##### Material provided #####
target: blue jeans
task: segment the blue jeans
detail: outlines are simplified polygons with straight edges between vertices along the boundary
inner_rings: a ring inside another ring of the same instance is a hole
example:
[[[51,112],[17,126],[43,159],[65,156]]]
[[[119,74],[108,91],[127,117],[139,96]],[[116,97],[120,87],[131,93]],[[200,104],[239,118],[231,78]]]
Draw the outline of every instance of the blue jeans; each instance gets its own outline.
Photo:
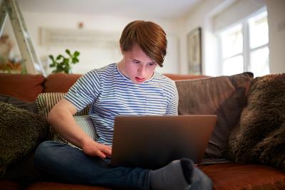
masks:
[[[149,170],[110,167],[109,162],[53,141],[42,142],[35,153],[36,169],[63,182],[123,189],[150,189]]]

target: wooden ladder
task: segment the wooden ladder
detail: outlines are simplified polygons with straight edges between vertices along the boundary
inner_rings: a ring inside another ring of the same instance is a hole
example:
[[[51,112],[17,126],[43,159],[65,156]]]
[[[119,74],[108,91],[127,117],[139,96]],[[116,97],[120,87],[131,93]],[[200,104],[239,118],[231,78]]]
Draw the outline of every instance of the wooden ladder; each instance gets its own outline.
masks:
#####
» Exercise: Rewrite all the records with every "straight edges" changed to "straight segments" and nothing else altered. Leave the pictures out of your answer.

» Solution:
target: blue jeans
task: segment the blue jeans
detail: outlines are simplified polygons with straight segments between vertices along the boundary
inner_rings: a ring inside another ring of the same instance is a hole
example:
[[[51,112],[17,126],[43,159],[65,156]]]
[[[119,74],[108,91],[127,117],[139,96]],[[116,97],[120,87],[131,93]],[[200,104],[239,118],[231,78]]]
Draw the outline of every instance of the blue jeans; each instance gets its own outline.
Photo:
masks:
[[[149,170],[110,167],[109,162],[53,141],[42,142],[35,153],[36,169],[63,182],[123,189],[150,189]]]

target: wooden ladder
task: segment the wooden ladder
detail: outlines are simplified polygons with straight segments between vertices along the boundary
inner_rings: a ring inside another ring of the same instance is a hole
example:
[[[51,112],[17,126],[43,159],[65,156]]]
[[[119,74],[108,91],[127,117],[139,96]],[[116,97],[120,87],[131,93]],[[200,104],[239,118],[231,78]]]
Draw the outline of every instance of the wooden ladder; each instance gets its own outline.
masks:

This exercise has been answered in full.